(Collection entries)
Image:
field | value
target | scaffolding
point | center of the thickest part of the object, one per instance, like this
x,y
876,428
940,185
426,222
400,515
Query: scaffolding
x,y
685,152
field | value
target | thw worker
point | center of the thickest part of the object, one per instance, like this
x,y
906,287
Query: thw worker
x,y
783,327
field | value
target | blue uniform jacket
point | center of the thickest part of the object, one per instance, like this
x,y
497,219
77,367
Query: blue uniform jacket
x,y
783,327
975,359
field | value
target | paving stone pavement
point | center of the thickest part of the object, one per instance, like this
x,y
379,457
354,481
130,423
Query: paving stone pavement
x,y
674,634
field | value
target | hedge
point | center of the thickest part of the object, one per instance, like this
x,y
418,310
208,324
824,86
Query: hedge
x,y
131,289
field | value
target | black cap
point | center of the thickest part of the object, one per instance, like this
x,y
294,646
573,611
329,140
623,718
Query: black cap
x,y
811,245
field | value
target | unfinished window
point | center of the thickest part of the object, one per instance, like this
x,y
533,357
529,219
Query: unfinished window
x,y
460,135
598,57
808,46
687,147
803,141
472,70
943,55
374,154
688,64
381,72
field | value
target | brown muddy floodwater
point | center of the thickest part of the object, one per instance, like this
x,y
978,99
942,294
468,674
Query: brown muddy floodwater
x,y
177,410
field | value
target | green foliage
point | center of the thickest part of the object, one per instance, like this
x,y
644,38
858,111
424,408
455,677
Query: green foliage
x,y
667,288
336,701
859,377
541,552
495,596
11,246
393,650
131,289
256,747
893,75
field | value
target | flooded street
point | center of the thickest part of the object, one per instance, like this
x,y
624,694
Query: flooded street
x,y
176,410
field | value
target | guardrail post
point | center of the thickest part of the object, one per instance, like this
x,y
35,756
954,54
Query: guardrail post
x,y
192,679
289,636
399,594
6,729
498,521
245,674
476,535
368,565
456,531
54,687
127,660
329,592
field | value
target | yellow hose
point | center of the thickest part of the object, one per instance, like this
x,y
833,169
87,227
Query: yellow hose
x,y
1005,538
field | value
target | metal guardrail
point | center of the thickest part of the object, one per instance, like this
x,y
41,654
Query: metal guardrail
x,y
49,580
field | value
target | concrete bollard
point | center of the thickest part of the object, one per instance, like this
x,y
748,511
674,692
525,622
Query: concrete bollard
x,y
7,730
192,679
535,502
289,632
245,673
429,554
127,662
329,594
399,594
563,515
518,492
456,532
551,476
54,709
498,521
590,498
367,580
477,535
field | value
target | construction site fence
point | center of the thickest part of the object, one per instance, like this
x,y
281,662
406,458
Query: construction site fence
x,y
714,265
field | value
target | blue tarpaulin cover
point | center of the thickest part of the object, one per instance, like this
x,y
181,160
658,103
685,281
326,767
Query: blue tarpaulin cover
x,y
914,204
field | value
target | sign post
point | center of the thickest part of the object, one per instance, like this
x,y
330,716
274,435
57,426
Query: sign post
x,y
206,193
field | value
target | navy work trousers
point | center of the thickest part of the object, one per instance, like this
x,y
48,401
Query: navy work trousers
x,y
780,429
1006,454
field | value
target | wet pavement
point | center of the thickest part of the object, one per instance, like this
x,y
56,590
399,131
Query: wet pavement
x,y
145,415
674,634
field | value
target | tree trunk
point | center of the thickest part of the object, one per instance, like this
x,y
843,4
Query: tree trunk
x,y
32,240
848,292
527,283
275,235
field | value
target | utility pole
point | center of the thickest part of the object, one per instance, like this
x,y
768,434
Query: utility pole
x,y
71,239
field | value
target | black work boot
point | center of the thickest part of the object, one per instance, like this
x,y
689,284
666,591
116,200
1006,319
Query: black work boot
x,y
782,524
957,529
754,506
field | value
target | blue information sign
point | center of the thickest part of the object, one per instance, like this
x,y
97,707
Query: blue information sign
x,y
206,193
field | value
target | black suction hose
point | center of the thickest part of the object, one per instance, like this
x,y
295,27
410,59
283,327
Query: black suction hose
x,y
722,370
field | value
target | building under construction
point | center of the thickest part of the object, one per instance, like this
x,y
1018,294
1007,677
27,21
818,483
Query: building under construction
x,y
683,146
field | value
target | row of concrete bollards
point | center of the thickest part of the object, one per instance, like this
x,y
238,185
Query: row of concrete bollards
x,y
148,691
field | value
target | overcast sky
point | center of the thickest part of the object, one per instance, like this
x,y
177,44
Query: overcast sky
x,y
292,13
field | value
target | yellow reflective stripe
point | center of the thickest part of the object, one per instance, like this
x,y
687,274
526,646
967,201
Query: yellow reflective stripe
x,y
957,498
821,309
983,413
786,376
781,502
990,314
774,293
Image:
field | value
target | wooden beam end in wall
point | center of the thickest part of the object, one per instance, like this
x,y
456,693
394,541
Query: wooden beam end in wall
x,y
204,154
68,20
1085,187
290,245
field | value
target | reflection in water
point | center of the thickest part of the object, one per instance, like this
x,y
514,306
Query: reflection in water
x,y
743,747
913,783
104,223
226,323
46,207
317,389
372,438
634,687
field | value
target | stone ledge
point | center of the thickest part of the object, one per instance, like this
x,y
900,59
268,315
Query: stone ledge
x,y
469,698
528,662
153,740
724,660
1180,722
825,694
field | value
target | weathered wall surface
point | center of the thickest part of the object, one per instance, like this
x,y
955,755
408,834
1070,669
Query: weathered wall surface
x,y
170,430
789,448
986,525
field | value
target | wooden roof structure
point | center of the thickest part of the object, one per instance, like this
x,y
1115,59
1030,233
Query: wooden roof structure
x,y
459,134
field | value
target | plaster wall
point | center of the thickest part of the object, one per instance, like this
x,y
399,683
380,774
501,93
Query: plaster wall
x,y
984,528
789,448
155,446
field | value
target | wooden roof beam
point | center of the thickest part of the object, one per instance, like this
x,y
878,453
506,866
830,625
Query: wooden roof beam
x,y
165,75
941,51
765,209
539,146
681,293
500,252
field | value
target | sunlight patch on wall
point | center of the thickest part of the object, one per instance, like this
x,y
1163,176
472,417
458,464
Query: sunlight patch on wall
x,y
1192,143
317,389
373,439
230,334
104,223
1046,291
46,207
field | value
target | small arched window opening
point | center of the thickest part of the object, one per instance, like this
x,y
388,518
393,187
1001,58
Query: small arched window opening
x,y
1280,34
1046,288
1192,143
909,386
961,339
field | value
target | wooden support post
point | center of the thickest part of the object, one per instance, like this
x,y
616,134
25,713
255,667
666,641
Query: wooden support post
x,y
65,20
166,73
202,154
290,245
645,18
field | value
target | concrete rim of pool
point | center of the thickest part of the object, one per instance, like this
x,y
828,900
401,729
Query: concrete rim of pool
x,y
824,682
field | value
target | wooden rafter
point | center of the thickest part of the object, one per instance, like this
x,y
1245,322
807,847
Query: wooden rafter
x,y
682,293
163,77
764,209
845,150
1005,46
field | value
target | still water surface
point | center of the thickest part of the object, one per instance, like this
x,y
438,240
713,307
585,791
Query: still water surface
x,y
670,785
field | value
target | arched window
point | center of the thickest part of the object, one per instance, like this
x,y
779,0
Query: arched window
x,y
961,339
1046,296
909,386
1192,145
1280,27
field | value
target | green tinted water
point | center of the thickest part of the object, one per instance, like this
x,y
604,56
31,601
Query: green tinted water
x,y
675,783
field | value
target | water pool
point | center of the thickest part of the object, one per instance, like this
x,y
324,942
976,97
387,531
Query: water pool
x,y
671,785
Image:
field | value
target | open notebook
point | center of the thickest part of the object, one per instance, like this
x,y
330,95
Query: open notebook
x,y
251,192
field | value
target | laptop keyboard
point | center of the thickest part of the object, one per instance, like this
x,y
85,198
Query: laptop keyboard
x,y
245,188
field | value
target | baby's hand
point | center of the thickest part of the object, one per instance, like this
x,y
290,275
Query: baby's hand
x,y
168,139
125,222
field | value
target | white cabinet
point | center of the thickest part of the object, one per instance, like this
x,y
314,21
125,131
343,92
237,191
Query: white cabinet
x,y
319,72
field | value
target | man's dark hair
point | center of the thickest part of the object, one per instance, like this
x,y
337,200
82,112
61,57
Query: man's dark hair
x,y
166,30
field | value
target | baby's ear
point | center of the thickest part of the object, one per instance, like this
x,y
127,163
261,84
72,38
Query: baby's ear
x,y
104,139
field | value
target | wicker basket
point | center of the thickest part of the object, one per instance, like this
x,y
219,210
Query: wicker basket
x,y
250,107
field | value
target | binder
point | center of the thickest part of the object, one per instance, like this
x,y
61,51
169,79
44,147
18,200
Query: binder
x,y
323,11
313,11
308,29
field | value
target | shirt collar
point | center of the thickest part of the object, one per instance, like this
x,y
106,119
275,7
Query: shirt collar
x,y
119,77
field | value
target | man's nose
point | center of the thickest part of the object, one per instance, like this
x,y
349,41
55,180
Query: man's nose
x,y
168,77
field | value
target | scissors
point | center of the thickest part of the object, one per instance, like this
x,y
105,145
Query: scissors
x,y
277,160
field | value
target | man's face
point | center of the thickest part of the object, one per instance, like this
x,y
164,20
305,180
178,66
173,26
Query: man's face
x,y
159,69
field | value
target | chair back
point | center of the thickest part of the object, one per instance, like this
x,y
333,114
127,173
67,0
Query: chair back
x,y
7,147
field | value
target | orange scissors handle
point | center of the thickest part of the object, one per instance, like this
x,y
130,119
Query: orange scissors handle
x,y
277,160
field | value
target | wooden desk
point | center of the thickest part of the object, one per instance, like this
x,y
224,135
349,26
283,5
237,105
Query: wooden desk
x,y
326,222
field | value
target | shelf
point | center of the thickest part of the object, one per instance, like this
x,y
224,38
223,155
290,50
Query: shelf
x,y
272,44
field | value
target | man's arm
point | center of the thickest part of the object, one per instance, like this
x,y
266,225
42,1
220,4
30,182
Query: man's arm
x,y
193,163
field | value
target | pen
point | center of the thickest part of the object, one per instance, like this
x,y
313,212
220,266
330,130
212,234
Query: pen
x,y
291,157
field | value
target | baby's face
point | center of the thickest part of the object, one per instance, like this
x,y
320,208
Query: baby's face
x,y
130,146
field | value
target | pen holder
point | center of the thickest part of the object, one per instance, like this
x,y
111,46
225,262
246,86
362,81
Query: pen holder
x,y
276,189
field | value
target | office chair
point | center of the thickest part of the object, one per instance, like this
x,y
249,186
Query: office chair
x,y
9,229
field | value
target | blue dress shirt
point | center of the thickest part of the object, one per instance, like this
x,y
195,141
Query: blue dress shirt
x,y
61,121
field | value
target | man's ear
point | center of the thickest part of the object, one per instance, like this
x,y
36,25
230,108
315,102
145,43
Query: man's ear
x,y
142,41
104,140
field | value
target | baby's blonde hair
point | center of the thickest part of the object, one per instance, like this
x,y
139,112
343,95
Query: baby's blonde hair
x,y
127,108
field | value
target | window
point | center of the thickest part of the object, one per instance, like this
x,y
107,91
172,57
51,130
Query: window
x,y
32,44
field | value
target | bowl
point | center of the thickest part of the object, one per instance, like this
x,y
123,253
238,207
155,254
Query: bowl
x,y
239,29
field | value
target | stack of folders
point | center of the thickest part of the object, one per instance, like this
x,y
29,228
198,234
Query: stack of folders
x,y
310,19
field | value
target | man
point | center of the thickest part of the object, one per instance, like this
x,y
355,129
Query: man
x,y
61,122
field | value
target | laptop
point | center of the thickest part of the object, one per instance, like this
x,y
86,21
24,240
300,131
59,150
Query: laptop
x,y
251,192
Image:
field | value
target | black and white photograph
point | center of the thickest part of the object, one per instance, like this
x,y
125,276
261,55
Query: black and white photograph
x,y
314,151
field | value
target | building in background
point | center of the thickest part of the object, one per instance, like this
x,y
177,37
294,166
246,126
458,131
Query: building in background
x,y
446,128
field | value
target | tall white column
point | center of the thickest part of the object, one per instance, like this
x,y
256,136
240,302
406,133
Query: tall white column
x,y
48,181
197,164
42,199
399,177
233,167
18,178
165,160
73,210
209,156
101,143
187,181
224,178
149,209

_Task directions:_ Quote exactly the stretch of lines above that starts at the first one and ends at the line with "target | thw worker", and nothing beyond it.

_Answer space:_
Image:
field | value
target | scaffolding
point | center of the thickest part of the object, one per instance, like this
x,y
876,428
940,185
426,222
400,515
Query: scaffolding
x,y
685,152
field | value
target | thw worker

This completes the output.